WHAT TO WORK ON -
1/ Edit the George Sefcik biography by giving the part starting at "Sefcik played football and baseball (3 year lettermen) for the" and ending at "punter (special teams)." again, with "baseball" swapped for "basketball".
2/ According to the George Sefcik biography, in what year was Sefcik on a Benedictine football team that won the state championship?
**** SOURCE TEXT ****
George Sefcik (December 27, 1939 – January 23, 2016), was an American football coach. He was the offensive coordinator of the Kansas City Chiefs in 1988, and the Atlanta Falcons from 1997 through 2001. He coached in 2 Super Bowls - XXXIII with the Atlanta Falcons and XVI with the Cincinnati Bengals. He has a total of 29 years coaching experience in the National Football League as an assistant coach and offensive coordinator. He was also a college football coach and offensive coordinator for 9 years.

Sefcik played football and baseball (3 year lettermen) for the University of Notre Dame in South Bend, Indiana from 1959 through 1962.

Sefcik played football and baseball (3 year lettermen) for Benedictine High School in Cleveland, Ohio from 1955 through 1958. He was a member of the 1957 Benedictine football team state champions and played/started at 4 positions - left halfback (offense), safety (defense), kicker and punter (special teams).
**** INFORMATION PROVIDED ****
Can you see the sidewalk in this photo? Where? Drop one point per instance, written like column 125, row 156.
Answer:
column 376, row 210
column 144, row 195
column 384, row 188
****
RESULTS FOR EACH TASK -
1/
Sefcik played football and basketball (3 year lettermen) for the University of Notre Dame in South Bend, Indiana from 1959 through 1962.

Sefcik played football and basketball (3 year lettermen) for Benedictine High School in Cleveland, Ohio from 1955 through 1958. He was a member of the 1957 Benedictine football team state champions and played/started at 4 positions - left halfback (offense), safety (defense), kicker and punter (special teams).

2/ 1957